__PASSAGE SHOWN__.
··········

Toward precision medicine in neurological diseases
Focus on Toward Precision Medicine in Neurological Diseases

Toward precision medicine in neurological diseases

Lin Tan1, Teng Jiang2,3, Lan Tan1,2,4, Jin-Tai Yu3,4

1College of Medicine and Pharmaceutics, Ocean University of China, Qingdao 266071, China; 2Department of Neurology, Nanjing First Hospital, Nanjing Medical University, Nanjing 210029, China; 3Memory and Aging Center, Department of Neurology, University of California, San Francisco, CA, USA; 4Department of Neurology, Qingdao Municipal Hospital, School of Medicine, Qingdao University, Qingdao 266071, China

Contributions: (I) Conception and design: L Tan, JT Yu; (II) Administrative support: None; (III) Provision of study materials or patients: None; (IV) Collection and assembly of data: All authors; (V) Data analysis and interpretation: All authors; (VI) Manuscript writing: All authors; (VII) Final approval of manuscript: All authors.

Correspondence to: Dr. Lan Tan, MD, PhD. Department of Neurology, Qingdao Municipal Hospital, School of Medicine, Qingdao University, No.5 Donghai Middle Road, Qingdao 266071, China. Email: dr.tanlan@163.com; Jin-Tai Yu, MD, PhD. Department of Neurology, University of California, San Francisco, 675 Nelson Rising Lane, Suite 190, Box 1207, San Francisco, CA 94158, USA. Email: jintai.yu@ucsf.edu.

Abstract: Technological development has paved the way for accelerated genomic discovery and is bringing precision medicine into view. The goal of precision medicine is to deliver optimally targeted and timed interventions tailored to an individual’s molecular drivers of disease. Neurological diseases are promisingly suited models for precision medicine because of the rapidly expanding genetic knowledge base, phenotypic classification, the development of biomarkers and the potential modifying treatments. Moving forward, it is crucial that through these integrated research platforms to provide analysis both for accurate personal genome analysis and gene and drug discovery. Here we describe our vision of how precision medicine can bring greater clarity to the clinical and biological complexity of neurological diseases.

Keywords: Precision medicine; neurology; disease; genetics


Submitted Feb 01, 2016. Accepted for publication Mar 09, 2016.

doi: 10.21037/atm.2016.03.26


Introduction

With the Human Genome Project going successfully, the concept that treatments of individuals could be defined individually has often been espoused but rarely realized. The initiation of next-generation sequencing (NGS) has paved a new way of this concept, and a new name to go with it-precision medicine. Precision medicine refers to the scientific basis that underpins the personalization of medical care, particularly in the context of treatments targeted towards the precise molecular causes of disease (1). Its core, in which prevention and treatment strategies are based on taking individual variability into account, has been applied in clinical practice for centuries. Unlike personalized medicine, precision medicine emphasizes an innovative approach based on specific characteristics including genetic, biomarker and psychosocial of each patient. The realization of precision medicine is perhaps best illustrated in cancer which is multigenetic, and its mechanism-based treatments have successfully moved from bench to bedside (2). Likewise, in most therapeutic areas, particularly the clinically multigenic neurodegenerative disease with a strong genetic component in neurological diseases, precision medicine remains aspirational.

··········

__RECORDS SHOWN__.

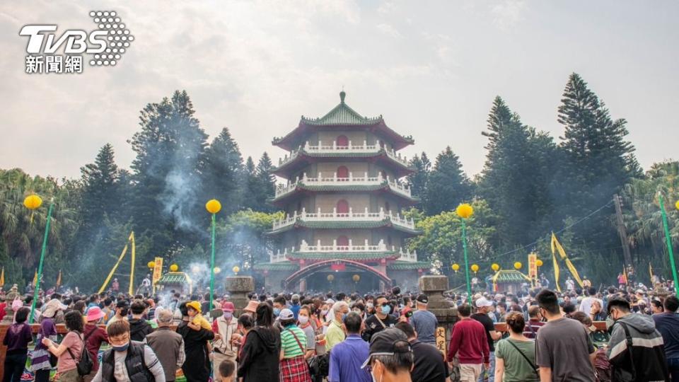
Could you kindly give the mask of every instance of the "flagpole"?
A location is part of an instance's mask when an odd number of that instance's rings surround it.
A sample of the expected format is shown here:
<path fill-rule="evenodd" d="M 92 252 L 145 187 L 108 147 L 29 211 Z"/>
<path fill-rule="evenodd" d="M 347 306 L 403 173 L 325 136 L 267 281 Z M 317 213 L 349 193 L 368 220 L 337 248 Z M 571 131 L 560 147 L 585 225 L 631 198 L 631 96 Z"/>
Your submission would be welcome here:
<path fill-rule="evenodd" d="M 667 212 L 663 203 L 663 195 L 658 192 L 658 201 L 660 202 L 660 212 L 663 216 L 663 228 L 665 229 L 665 240 L 667 241 L 667 252 L 670 255 L 670 265 L 672 267 L 672 277 L 674 279 L 674 291 L 679 295 L 679 283 L 677 282 L 677 267 L 674 264 L 674 252 L 672 250 L 672 240 L 670 238 L 670 228 L 667 224 Z"/>
<path fill-rule="evenodd" d="M 37 281 L 35 282 L 35 290 L 33 291 L 33 301 L 30 303 L 30 316 L 28 316 L 28 323 L 33 323 L 33 313 L 35 311 L 35 302 L 37 301 L 38 291 L 40 290 L 40 279 L 42 278 L 42 262 L 45 261 L 45 253 L 47 248 L 47 235 L 50 233 L 50 223 L 52 221 L 52 211 L 54 207 L 54 199 L 50 202 L 50 209 L 47 210 L 47 221 L 45 224 L 45 236 L 42 237 L 42 249 L 40 250 L 40 262 L 37 266 Z"/>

··········

__INSTRUCTIONS__.
A – Rewrite the precision medicine paper from "Correspondence to: Dr." to "USA. Email: jintai.yu@ucsf.edu.", substituting "Nelson Rising Road" for "Nelson Rising Lane".
B – Answer these questions about the precision medicine paper:
(i) On what date was it submitted?
(ii) What does NGS stand for?
(iii) In which disease is the realization of precision medicine said to be perhaps best illustrated?

__PER-TASK ANSWERS__.
A –
Correspondence to: Dr. Lan Tan, MD, PhD. Department of Neurology, Qingdao Municipal Hospital, School of Medicine, Qingdao University, No.5 Donghai Middle Road, Qingdao 266071, China. Email: dr.tanlan@163.com; Jin-Tai Yu, MD, PhD. Department of Neurology, University of California, San Francisco, 675 Nelson Rising Road, Suite 190, Box 1207, San Francisco, CA 94158, USA. Email: jintai.yu@ucsf.edu.

B –
(i) Feb 01, 2016
(ii) Next-generation sequencing
(iii) Cancer